*TEXT EXCERPT*:
++++++++++
Recent free signing Anthony Réveillère was a revelation on his debut, the giant Costel Pantilimon dealt easily with Crystal Palace’s lofted balls into the box and a Steven Fletcher opener silenced the zany Palace ultras with a deft header into the bottom corner of the net midway through the first half. Of course, it wasn’t all plane sailing and Wes Brown scored a comical own goal to draw the hosts level.
But a Jordi Gomez strike from range put us back in front and Fletcher rounded off the scoring in stoppage time to send the travelling fans into ecstasy.
On tube platforms the Sunderland fans were enjoying themselves, rejoicing in a rare victory. Much to our amusement we were greeted by a platform announcer who sounded much like the twin brother of the Wealdstone Raider.
A few tubes were running slightly late, but it’s fine, it’s London there will be another one coming in a couple of minute, right? Unfortunately not quite, we ended up waiting almost 20 minutes for our connection to Kings Cross.
Suddenly our elation turned to panic as we could do nothing but sit and watch the time tick towards 11.30pm. When our tube rolled into the appropriate stop, the Rocky theme tune may as well have kicked in - well, either that or the Benny Hill song.
As the doors swung open, we set off like sprinters out of the blocks in the 100m final (well in our minds we did) and charged up the escalators like bulls in a china shop.
++++++++++
*SOURCE INFORMATION*:
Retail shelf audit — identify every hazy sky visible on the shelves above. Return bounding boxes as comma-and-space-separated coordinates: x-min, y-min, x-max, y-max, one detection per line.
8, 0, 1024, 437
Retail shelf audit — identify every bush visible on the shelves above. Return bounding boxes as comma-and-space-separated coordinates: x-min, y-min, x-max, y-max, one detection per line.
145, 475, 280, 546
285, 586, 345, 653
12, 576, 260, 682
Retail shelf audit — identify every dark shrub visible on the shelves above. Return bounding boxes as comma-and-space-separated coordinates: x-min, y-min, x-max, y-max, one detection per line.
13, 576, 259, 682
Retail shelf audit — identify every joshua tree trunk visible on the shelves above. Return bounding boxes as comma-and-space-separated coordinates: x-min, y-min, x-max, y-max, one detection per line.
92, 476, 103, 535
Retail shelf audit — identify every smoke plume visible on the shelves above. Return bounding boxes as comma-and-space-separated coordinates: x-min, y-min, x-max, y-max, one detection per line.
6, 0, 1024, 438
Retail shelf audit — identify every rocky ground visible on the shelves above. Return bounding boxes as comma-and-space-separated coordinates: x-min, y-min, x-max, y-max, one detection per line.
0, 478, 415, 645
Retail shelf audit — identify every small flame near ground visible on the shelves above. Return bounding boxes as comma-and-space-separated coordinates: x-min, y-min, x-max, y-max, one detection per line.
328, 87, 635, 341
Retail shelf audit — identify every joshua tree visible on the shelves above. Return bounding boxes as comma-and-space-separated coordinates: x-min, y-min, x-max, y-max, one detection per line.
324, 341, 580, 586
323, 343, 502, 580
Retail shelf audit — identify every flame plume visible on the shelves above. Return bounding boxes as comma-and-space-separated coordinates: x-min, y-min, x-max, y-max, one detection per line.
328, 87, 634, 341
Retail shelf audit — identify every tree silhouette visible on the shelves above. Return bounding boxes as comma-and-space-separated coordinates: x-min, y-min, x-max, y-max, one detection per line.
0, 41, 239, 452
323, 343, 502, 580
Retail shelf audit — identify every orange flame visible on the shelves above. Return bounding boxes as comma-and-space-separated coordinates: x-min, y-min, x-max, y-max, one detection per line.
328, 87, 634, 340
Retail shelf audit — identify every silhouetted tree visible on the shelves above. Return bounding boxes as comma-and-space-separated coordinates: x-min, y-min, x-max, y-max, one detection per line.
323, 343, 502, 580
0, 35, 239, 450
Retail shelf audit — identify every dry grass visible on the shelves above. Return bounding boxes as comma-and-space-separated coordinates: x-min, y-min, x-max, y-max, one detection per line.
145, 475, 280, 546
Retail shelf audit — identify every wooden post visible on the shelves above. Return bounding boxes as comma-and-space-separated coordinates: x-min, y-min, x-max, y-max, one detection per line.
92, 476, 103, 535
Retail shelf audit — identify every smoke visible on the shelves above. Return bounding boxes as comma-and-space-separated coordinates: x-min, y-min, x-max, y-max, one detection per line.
++++++++++
*EXERCISE REQUIREMENTS*:
**A)** Decide whether each statement agrees with the match-day account. Answer yes or no, and quote the words from the account that settle it: (i) Wes Brown's own goal drew the hosts level. (ii) The wait for the connection to Kings Cross lasted about ten minutes. (iii) Steven Fletcher scored the opener with a header.
**B)** Echo word for word the part of the match-day account starting with "Recent free signing" and going on through "the hosts level.".
The records aren't needed for anything here.

*ANSWERS TO THE TASKS*:
**A)**
(i) Yes: "Wes Brown scored a comical own goal to draw the hosts level."
(ii) No: "we ended up waiting almost 20 minutes for our connection to Kings Cross."
(iii) Yes: "a Steven Fletcher opener silenced the zany Palace ultras with a deft header into the bottom corner of the net"

**B)**
Recent free signing Anthony Réveillère was a revelation on his debut, the giant Costel Pantilimon dealt easily with Crystal Palace’s lofted balls into the box and a Steven Fletcher opener silenced the zany Palace ultras with a deft header into the bottom corner of the net midway through the first half. Of course, it wasn’t all plane sailing and Wes Brown scored a comical own goal to draw the hosts level.